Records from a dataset
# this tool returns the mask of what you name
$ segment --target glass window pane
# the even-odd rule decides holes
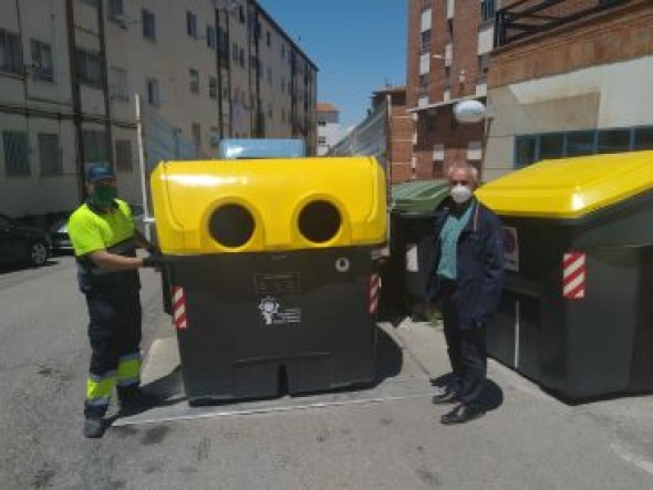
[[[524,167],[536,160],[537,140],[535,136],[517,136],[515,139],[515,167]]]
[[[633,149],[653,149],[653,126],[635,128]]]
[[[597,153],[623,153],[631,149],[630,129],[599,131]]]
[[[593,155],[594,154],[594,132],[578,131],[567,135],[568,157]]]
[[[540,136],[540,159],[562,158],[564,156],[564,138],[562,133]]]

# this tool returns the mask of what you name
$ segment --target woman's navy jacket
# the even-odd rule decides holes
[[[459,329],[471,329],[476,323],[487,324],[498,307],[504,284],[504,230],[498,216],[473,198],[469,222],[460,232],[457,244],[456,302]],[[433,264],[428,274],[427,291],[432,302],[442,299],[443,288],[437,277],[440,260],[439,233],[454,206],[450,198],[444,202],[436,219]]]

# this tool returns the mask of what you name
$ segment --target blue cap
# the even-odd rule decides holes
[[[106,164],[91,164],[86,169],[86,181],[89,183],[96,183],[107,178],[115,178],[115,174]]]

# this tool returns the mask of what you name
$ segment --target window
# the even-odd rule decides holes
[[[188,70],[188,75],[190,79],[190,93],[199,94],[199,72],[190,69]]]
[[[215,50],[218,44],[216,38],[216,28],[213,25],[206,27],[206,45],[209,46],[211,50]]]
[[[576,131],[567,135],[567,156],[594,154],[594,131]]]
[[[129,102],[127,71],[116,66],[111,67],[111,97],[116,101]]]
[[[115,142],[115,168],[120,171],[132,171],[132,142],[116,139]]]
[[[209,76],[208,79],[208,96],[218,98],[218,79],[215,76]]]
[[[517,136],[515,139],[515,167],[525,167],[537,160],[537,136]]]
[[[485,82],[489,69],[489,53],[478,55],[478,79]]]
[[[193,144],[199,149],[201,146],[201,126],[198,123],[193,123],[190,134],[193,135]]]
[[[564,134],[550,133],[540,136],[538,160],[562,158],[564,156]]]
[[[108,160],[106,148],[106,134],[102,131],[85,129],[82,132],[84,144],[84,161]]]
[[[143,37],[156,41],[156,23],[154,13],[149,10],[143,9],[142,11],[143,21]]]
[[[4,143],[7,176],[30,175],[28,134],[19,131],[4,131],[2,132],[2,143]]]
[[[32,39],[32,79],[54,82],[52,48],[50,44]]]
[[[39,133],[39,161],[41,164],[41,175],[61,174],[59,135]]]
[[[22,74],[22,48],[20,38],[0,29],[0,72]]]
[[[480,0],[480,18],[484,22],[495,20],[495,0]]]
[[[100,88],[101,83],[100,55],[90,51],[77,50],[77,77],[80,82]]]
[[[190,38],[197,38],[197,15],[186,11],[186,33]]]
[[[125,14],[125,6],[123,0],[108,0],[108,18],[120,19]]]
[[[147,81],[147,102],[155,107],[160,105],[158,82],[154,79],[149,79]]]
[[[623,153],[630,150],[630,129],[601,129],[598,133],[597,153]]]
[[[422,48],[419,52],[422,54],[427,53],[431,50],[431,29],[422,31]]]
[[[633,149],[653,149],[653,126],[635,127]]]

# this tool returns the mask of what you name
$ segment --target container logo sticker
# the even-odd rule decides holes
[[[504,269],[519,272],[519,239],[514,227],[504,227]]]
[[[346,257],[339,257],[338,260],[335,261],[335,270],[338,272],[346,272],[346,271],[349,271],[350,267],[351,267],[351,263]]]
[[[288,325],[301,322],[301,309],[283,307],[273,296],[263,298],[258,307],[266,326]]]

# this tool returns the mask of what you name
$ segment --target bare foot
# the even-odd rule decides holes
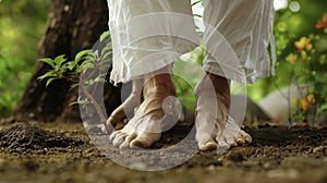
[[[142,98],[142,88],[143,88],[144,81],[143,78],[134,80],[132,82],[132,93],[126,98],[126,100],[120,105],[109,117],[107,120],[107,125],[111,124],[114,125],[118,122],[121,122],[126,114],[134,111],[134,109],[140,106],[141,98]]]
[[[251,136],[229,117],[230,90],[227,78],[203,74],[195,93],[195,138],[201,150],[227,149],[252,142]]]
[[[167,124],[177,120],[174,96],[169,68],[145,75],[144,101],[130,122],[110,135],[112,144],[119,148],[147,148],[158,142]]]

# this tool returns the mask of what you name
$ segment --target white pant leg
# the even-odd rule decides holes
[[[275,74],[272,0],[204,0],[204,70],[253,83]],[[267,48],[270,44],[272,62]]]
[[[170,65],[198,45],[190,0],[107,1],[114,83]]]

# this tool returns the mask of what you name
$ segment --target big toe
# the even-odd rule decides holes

TASK DESCRIPTION: Put each line from the start of the listing through the line containing "[[[540,136],[540,159],[562,158],[564,156],[564,138],[562,133]]]", inclusive, into a JSON list of strings, one string per line. Leave out blank lines and the pictures.

TASK OUTPUT:
[
  "# this tool returns the mask of what you name",
  "$ segment --target glass window pane",
  "# the even-odd rule decides holes",
  "[[[524,167],[536,160],[537,140],[535,136],[517,136],[515,139],[515,167]]]",
  "[[[633,149],[653,149],[653,126],[635,128]]]",
  "[[[597,153],[623,153],[631,149],[630,129],[599,131]]]",
  "[[[593,155],[594,154],[594,132],[578,131],[567,135],[568,157]]]",
  "[[[540,136],[540,159],[562,158],[564,156],[564,138],[562,133]]]"
]